### PROBLEM
Repeat every entry exactly as it appears.

*** Block opens ***

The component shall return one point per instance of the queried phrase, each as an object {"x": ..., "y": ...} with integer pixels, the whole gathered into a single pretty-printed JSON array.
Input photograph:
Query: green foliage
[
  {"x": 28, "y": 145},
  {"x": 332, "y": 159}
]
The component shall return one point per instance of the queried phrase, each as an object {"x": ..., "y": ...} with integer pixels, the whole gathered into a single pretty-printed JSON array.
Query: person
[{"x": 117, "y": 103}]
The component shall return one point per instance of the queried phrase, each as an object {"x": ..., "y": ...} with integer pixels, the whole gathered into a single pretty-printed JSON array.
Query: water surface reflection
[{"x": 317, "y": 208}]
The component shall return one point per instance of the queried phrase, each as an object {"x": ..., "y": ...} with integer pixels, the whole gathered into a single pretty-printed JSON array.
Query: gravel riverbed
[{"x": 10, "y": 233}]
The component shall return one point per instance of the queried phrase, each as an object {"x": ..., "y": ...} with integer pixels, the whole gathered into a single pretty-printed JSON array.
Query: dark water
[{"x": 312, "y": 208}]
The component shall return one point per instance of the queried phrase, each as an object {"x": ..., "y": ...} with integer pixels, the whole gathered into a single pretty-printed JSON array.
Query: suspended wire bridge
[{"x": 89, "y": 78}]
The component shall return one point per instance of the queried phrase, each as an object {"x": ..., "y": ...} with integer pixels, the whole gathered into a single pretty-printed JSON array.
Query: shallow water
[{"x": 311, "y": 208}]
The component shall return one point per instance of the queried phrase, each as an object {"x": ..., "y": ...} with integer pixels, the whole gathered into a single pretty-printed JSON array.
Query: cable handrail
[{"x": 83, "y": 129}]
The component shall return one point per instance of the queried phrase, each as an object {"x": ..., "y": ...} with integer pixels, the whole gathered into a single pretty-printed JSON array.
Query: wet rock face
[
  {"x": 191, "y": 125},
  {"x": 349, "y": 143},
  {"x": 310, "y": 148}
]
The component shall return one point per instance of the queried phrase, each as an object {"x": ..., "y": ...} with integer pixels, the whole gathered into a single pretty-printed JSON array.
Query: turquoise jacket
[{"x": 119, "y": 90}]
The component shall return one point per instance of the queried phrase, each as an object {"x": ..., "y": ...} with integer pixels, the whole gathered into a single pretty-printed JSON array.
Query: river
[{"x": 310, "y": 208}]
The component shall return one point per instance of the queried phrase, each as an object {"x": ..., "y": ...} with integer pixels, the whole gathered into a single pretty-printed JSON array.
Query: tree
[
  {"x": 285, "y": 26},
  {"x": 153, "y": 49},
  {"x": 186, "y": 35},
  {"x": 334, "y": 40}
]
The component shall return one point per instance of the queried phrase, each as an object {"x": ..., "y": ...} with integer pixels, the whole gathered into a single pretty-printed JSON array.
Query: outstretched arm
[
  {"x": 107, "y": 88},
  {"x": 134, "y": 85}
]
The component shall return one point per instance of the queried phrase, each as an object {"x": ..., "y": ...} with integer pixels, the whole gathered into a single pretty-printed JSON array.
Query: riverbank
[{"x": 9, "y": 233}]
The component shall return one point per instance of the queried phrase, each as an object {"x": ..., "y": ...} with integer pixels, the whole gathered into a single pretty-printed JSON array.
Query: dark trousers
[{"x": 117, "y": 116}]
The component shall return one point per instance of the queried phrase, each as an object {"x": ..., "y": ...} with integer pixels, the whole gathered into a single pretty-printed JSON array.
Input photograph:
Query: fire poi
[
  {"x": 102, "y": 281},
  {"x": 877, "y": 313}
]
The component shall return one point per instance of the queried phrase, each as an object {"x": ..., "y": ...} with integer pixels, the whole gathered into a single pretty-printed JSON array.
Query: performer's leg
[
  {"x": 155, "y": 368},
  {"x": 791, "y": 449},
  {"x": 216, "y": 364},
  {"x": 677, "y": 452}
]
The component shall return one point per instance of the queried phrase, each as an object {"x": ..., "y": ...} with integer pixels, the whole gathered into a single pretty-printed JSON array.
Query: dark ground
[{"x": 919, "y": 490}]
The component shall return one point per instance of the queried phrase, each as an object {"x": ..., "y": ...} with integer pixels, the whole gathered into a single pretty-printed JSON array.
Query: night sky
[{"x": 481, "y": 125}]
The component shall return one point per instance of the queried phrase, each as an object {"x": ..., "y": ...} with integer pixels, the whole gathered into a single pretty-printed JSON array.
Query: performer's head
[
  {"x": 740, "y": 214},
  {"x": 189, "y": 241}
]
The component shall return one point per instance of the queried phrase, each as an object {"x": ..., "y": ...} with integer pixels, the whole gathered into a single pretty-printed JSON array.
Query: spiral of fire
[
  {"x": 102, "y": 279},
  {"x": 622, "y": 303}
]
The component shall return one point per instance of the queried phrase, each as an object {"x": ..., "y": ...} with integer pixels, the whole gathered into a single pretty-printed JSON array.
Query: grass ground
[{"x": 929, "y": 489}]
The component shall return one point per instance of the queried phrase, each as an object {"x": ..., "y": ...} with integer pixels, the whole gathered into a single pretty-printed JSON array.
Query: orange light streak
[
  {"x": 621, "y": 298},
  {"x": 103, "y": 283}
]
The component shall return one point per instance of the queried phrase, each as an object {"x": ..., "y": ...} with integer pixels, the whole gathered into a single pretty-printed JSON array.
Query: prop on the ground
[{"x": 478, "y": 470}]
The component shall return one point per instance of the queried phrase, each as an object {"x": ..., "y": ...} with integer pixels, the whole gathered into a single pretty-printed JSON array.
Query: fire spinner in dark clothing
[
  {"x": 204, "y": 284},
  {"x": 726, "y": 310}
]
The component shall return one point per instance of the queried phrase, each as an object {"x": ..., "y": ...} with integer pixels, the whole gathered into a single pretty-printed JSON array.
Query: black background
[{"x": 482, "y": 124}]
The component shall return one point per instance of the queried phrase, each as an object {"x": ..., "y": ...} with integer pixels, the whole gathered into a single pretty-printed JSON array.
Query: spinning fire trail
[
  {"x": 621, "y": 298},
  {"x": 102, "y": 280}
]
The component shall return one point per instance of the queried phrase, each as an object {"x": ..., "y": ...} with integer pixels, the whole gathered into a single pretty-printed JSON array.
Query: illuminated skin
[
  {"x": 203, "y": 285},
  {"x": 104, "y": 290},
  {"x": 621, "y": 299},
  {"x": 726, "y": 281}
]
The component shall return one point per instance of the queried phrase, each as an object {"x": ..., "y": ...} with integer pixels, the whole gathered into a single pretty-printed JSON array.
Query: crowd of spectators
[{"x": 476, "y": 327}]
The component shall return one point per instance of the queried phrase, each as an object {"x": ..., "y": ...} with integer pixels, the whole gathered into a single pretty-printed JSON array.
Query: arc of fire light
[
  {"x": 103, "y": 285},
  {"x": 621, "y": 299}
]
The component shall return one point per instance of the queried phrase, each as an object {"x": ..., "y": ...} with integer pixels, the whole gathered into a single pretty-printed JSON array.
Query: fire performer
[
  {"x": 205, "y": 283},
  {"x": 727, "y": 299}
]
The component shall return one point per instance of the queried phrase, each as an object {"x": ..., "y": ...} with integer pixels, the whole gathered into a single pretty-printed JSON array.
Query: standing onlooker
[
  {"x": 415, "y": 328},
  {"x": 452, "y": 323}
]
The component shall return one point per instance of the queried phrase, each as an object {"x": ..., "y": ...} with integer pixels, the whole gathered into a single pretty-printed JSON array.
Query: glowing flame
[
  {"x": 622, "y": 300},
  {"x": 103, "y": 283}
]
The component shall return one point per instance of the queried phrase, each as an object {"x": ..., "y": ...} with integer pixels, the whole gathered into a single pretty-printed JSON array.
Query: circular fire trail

*** Block closes ***

### TASK RESPONSE
The component shall return one point per instance of the queried phrase, each as an object {"x": ..., "y": ...} with integer pixels, the whole gathered into a single pretty-printed JSON array.
Input photograph:
Query: green foliage
[
  {"x": 28, "y": 145},
  {"x": 332, "y": 159}
]
The component shall return one point per instance of the queried phrase, each as an object {"x": ..., "y": ...} with integer pixels, the whole gathered into a single pretty-printed JSON array.
Query: person
[{"x": 117, "y": 103}]
The component shall return one point per instance of the queried phrase, each as an object {"x": ..., "y": ...} with integer pixels, the whole gathered into a single pretty-printed JSON array.
Query: water surface reflection
[{"x": 317, "y": 208}]
The component shall return one point per instance of the queried phrase, each as an object {"x": ..., "y": ...} with integer pixels, the whole gathered into a single pretty-printed JSON array.
Query: gravel riverbed
[{"x": 10, "y": 233}]
The component shall return one point per instance of the queried phrase, each as an object {"x": ..., "y": ...} with integer pixels, the whole gathered into a single pretty-printed JSON array.
Query: dark water
[{"x": 312, "y": 208}]
The component shall return one point per instance of the queried phrase, each as an object {"x": ..., "y": ...} with integer pixels, the whole gathered into a single pretty-printed JSON array.
Query: suspended wire bridge
[{"x": 89, "y": 78}]
The component shall return one point per instance of the queried phrase, each as an object {"x": ..., "y": ...} with integer pixels, the whole gathered into a single pretty-printed JSON array.
Query: shallow water
[{"x": 311, "y": 208}]
The component shall return one point per instance of the queried phrase, each as an object {"x": ..., "y": ...} with integer pixels, the whole gathered into a single pretty-printed JSON array.
Query: cable handrail
[{"x": 83, "y": 129}]
The component shall return one point per instance of the queried phrase, each as an object {"x": ..., "y": ...} with integer pixels, the whole gathered into a single pretty-printed JSON array.
Query: wet rock face
[
  {"x": 191, "y": 125},
  {"x": 349, "y": 143},
  {"x": 310, "y": 148}
]
The component shall return one point per instance of the queried phrase, each as an object {"x": ..., "y": ...} with integer pixels, the whole gathered into a single pretty-printed JSON array.
Query: turquoise jacket
[{"x": 119, "y": 90}]
The component shall return one point per instance of the queried phrase, each as an object {"x": ..., "y": ...} with integer pixels, the whole gathered into a single pretty-printed JSON array.
Query: river
[{"x": 310, "y": 208}]
The component shall return one point per instance of the queried phrase, each as an object {"x": ..., "y": ...} with integer pixels, the whole gathered into a single pretty-printed JSON array.
Query: tree
[
  {"x": 285, "y": 26},
  {"x": 153, "y": 49},
  {"x": 186, "y": 35},
  {"x": 334, "y": 40}
]
The component shall return one point per instance of the queried phrase, each as an object {"x": ..., "y": ...} with integer pixels, the whole gathered into a single pretty-printed JSON array.
Query: outstretched arm
[
  {"x": 107, "y": 88},
  {"x": 134, "y": 85}
]
The component shall return one point per instance of the queried phrase, each as an object {"x": ..., "y": ...} with integer pixels, the whole gathered into a single pretty-printed JSON array.
Query: riverbank
[{"x": 9, "y": 233}]
The component shall return one point per instance of the queried phrase, each as an object {"x": ..., "y": ...} with integer pixels, the whole gathered into a single pretty-printed JSON array.
Query: dark trousers
[{"x": 117, "y": 116}]
The component shall return one point per instance of the queried phrase, each as an object {"x": ..., "y": ...} with integer pixels, the whole gathered into a single pretty-printed JSON array.
Input photograph:
Query: fire poi
[
  {"x": 102, "y": 281},
  {"x": 877, "y": 313}
]
The component shall return one point per instance of the queried phrase, each as an object {"x": ..., "y": ...} with integer pixels, the whole gathered into a single pretty-printed JSON array.
Query: performer's leg
[
  {"x": 155, "y": 368},
  {"x": 791, "y": 449},
  {"x": 216, "y": 364},
  {"x": 677, "y": 452}
]
The component shall return one point per instance of the queried phrase, each as an object {"x": ..., "y": ...} with integer pixels, the whole gathered into a single pretty-printed JSON array.
Query: dark ground
[{"x": 919, "y": 490}]
The component shall return one point per instance of the queried phrase, each as an object {"x": ..., "y": ...} with integer pixels, the whole gathered into a single pretty-printed JSON array.
Query: night sky
[{"x": 481, "y": 125}]
The component shall return one point per instance of the queried phrase, each as an object {"x": ..., "y": ...} with integer pixels, the whole gathered into a single pretty-printed JSON array.
Query: performer's head
[
  {"x": 740, "y": 214},
  {"x": 189, "y": 241}
]
The component shall return one point per instance of the queried phrase, each as an object {"x": ..., "y": ...} with integer pixels, the whole gathered into a single pretty-printed JSON array.
Query: spiral of fire
[
  {"x": 102, "y": 279},
  {"x": 622, "y": 303}
]
The component shall return one point per instance of the queried phrase, each as an object {"x": ..., "y": ...} with integer pixels, the whole gathered into a single pretty-printed JSON array.
Query: grass ground
[{"x": 929, "y": 489}]
The component shall return one point per instance of the queried phrase, each as an object {"x": ..., "y": ...} with integer pixels, the whole gathered into a single pretty-printed JSON array.
Query: orange light streak
[
  {"x": 621, "y": 298},
  {"x": 103, "y": 283}
]
The component shall return one point per instance of the queried phrase, each as an object {"x": ..., "y": ...} with integer pixels, the whole gathered into a single pretty-printed JSON array.
Query: prop on the ground
[{"x": 478, "y": 470}]
The component shall return one point per instance of the queried phrase, each as an object {"x": ..., "y": ...} with integer pixels, the whole gathered into a single pretty-printed JSON array.
Query: fire spinner in dark clothing
[
  {"x": 204, "y": 284},
  {"x": 726, "y": 310}
]
The component shall return one point per instance of the queried phrase, each as an object {"x": ..., "y": ...} with integer pixels, the whole gathered into a single pretty-printed JSON array.
Query: black background
[{"x": 482, "y": 124}]
The component shall return one point per instance of the queried phrase, each as an object {"x": ..., "y": ...} with integer pixels, the whole gathered into a single pretty-printed JSON array.
Query: spinning fire trail
[
  {"x": 621, "y": 298},
  {"x": 102, "y": 280}
]
The component shall return one point per instance of the queried phrase, each as an object {"x": ..., "y": ...} with integer pixels, the whole gathered into a single pretty-printed JSON array.
Query: illuminated skin
[
  {"x": 203, "y": 285},
  {"x": 104, "y": 290},
  {"x": 621, "y": 299},
  {"x": 726, "y": 281}
]
The component shall return one point per instance of the queried phrase, each as an object {"x": ..., "y": ...} with integer pixels, the whole gathered into a single pretty-printed JSON array.
Query: crowd of spectators
[{"x": 476, "y": 327}]
The component shall return one point per instance of the queried phrase, each as an object {"x": ..., "y": ...} with integer pixels, the whole gathered into a single pretty-printed JSON array.
Query: arc of fire light
[
  {"x": 103, "y": 285},
  {"x": 621, "y": 299}
]
The component shall return one point per instance of the queried phrase, each as an object {"x": ..., "y": ...} with integer pixels, the whole gathered into a single pretty-printed JSON array.
Query: fire performer
[
  {"x": 205, "y": 283},
  {"x": 727, "y": 299}
]
The component shall return one point per instance of the queried phrase, each as an object {"x": ..., "y": ...} with integer pixels, the whole gathered into a single pretty-printed JSON array.
Query: standing onlooker
[
  {"x": 415, "y": 328},
  {"x": 452, "y": 323}
]
The component shall return one point per instance of the queried phrase, each as an object {"x": ..., "y": ...} with integer pixels, the whole gathered into a single pretty-printed JSON array.
Query: glowing flame
[
  {"x": 622, "y": 300},
  {"x": 103, "y": 283}
]
The component shall return one point per instance of the queried phrase, each as an object {"x": ..., "y": ...} with integer pixels, the whole gathered into a single pretty-printed JSON array.
Query: circular fire trail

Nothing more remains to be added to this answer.